[Start Data provided]
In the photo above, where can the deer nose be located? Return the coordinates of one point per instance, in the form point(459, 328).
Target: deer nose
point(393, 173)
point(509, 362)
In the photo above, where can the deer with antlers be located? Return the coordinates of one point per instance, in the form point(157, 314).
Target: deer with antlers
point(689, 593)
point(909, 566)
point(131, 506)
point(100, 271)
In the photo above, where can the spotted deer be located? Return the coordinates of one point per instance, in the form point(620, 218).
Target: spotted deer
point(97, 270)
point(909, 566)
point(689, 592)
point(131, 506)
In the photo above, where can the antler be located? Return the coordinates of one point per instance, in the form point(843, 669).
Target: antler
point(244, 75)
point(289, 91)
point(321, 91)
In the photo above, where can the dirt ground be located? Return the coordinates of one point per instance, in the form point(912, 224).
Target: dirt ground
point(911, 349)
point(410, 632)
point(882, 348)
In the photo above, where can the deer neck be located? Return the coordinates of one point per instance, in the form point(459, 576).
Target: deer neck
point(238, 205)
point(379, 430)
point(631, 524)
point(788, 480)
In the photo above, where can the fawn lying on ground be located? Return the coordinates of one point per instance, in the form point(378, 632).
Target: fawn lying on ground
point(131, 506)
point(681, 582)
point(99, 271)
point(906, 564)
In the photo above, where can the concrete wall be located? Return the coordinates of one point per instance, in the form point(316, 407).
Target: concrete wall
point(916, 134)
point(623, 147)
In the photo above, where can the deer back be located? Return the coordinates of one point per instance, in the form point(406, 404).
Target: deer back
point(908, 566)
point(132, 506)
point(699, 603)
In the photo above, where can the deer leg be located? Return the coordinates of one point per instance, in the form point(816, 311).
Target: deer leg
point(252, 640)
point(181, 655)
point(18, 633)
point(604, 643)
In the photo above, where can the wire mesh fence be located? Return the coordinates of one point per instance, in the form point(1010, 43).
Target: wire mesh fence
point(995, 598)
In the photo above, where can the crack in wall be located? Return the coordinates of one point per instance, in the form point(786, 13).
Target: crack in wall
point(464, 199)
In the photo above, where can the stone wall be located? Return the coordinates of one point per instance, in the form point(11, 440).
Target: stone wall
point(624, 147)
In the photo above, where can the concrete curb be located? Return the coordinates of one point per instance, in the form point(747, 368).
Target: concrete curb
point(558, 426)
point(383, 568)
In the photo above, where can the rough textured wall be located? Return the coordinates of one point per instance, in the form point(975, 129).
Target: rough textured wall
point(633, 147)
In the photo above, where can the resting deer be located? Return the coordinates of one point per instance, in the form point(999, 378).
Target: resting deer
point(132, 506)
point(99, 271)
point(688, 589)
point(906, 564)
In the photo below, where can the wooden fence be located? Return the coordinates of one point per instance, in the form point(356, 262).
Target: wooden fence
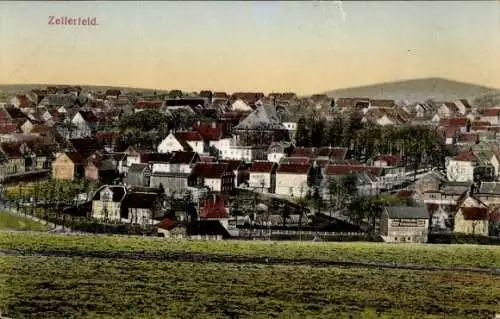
point(296, 233)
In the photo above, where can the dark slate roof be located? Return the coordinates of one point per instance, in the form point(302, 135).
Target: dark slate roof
point(118, 192)
point(140, 200)
point(137, 168)
point(85, 146)
point(66, 100)
point(490, 188)
point(405, 212)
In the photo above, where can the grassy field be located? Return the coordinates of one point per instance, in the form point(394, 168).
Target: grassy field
point(55, 287)
point(10, 222)
point(85, 287)
point(443, 255)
[End Data provided]
Return every entry above word for word, omitting the pictures.

#### Reply
In the photo above, where can the deer nose be located? Return the coordinates of one point per instance, in the form point(459, 328).
Target: deer nose
point(393, 173)
point(509, 362)
In the photo above, where can the deer with antlers be located? Return the coordinates of one point per instance, in the form point(157, 314).
Target: deer with antlers
point(689, 593)
point(909, 566)
point(131, 506)
point(100, 271)
In the photo above, where can the spotted deer be located? Return the coordinates of one point per instance, in the form point(620, 218).
Target: spotted deer
point(97, 270)
point(909, 566)
point(689, 592)
point(131, 506)
In the photo above, where can the antler be located? Return the coordinates of one point per instance, in the form point(843, 669).
Target: antler
point(244, 75)
point(289, 91)
point(321, 91)
In the photo above, where can the dirt ground be located? Return the coordinates of one point per instance, in the form point(912, 224).
Target: dirt ground
point(911, 349)
point(410, 632)
point(882, 348)
In the photo above, where can the deer neck be located? Return the coordinates of one point per instance, in the form point(459, 576).
Target: deer neck
point(238, 205)
point(379, 430)
point(631, 524)
point(788, 480)
In the photo above, where can the fawn lying on ground be located? Return the coordinates of one point per instance, in the form point(378, 632).
Target: fawn lying on ground
point(131, 506)
point(681, 582)
point(99, 271)
point(906, 564)
In the photo above, where can the concrete wall be located? Return the coordinates of one point per instance, in the form point(316, 407).
Target: concrete wall
point(916, 134)
point(623, 147)
In the photo above, where can the deer back be located? Return the coordinates of one point per instance, in the form point(406, 404).
Target: deer back
point(908, 566)
point(132, 506)
point(699, 603)
In the photo above, where can the deer leg be located? Return the coordinates of one point per instance, in the form point(816, 311).
Target: deer leg
point(252, 640)
point(181, 655)
point(18, 633)
point(604, 643)
In the photo above, where can the wire mesh fence be located? Return the coordinates of one point per instance, in the form point(1010, 43).
Target: wire mesh fence
point(995, 598)
In the photo above, where can the crack in wall be located? Return the coordinates of one point per instance, in the form point(786, 13).
Target: crack in wall
point(464, 199)
In the photo above, where can the stone wall be located? Return the coordinates of one point per instance, in the form point(11, 440).
Target: stone wall
point(624, 147)
In the photo above, where can the concrete curb be located? Return the coordinates of one point per instance, in the form point(747, 368).
Target: concrete curb
point(558, 426)
point(383, 568)
In the photo above, where can the rough textured wall be located? Return the coordinates of one point per instance, in the form point(975, 129).
Target: rough textured wall
point(633, 147)
In the photo above, where can the resting deer be located? Return the coordinates of one point per instance, in the form point(999, 378).
Target: resting deer
point(132, 506)
point(99, 271)
point(688, 589)
point(906, 564)
In the photo below, where can the wooden fence be located? Return the coordinates of one point per instance, in the form point(356, 262).
Target: wooden fence
point(296, 233)
In the photo above, where can the dark slate roof be located? Return the coordinates of one point per instance, in the form point(302, 135).
Target: dark slate roof
point(118, 192)
point(140, 200)
point(137, 168)
point(85, 146)
point(66, 100)
point(490, 188)
point(405, 212)
In the photo above, where can the grassy field be located? Return the coordinates of one point per instance, in the form point(394, 168).
Target: grassy field
point(55, 287)
point(10, 222)
point(85, 287)
point(443, 255)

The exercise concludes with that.